GIVEN PASSAGE.

-=-=-=-=-

Hi ptrblock,
Thanks for responding! How can I check that?
It is defined as this:
self.text = data.Field(
tokenize=tokenizer,
lower=True,
include_lengths=True,
preprocessing=generate_n_grams,
)
After loading it:
['__class__', '__delattr__', '__dict__', '__dir__', '__doc__', '__eq__', '__format__', '__ge__', '__getattribute__', '__getstate__', '__gt__', '__hash__', '__init__', '__init_subclass__', '__le__', '__lt__', '__module__', '__ne__', '__new__', '__reduce__', '__reduce_ex__', '__repr__', '__setattr__', '__setstate__', '__sizeof__', '__str__', '__subclasshook__', '__weakref__', 'batch_first', 'build_vocab', 'dtype', 'dtypes', 'eos_token', 'fix_length', 'ignore', 'include_lengths', 'init_token', 'is_target', 'lower', 'numericalize', 'pad', 'pad_first', 'pad_token', 'postprocessing', 'preprocess', 'preprocessing', 'process', 'sequential', 'stop_words', 'tokenize', 'tokenizer_args', 'truncate_first', 'unk_token', 'use_vocab', 'vocab', 'vocab_cls']
It does have vocab, so it is very confusing.
If I stuff like
self.text.vocab.freqs.most_common(20)
it seems to work fine.

-=-=-=-=-

INFORMATION SUPPLIED.
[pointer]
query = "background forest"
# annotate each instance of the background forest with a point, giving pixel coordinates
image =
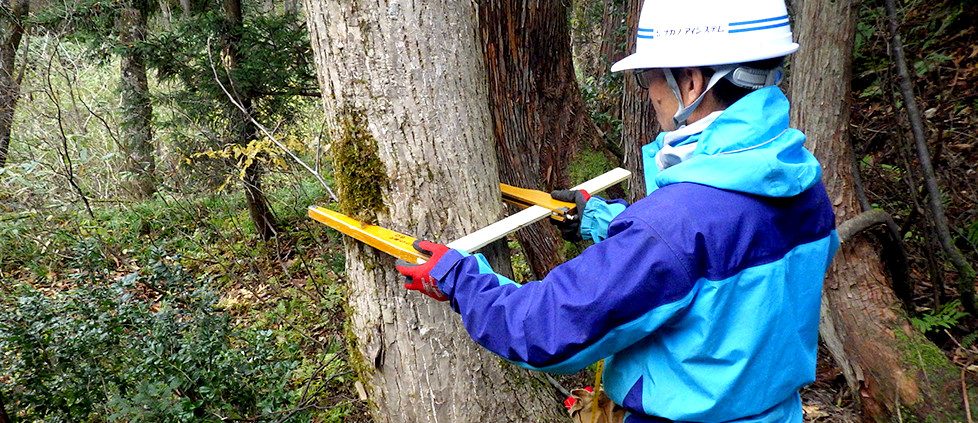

-=-=-=-=-

GOALS.
a: List every keyword argument passed to data.Field in the forum post's definition of self.text.
b: Answer these questions from the forum post:
(i) Who is the post addressed to?
(ii) What value is given to lower in the field definition?
(iii) Which call does the writer say seems to work fine?

EXPECTED OUTPUTS.
a:
tokenize
lower
include_lengths
preprocessing

b:
(i) ptrblock
(ii) True
(iii) self.text.vocab.freqs.most_common(20)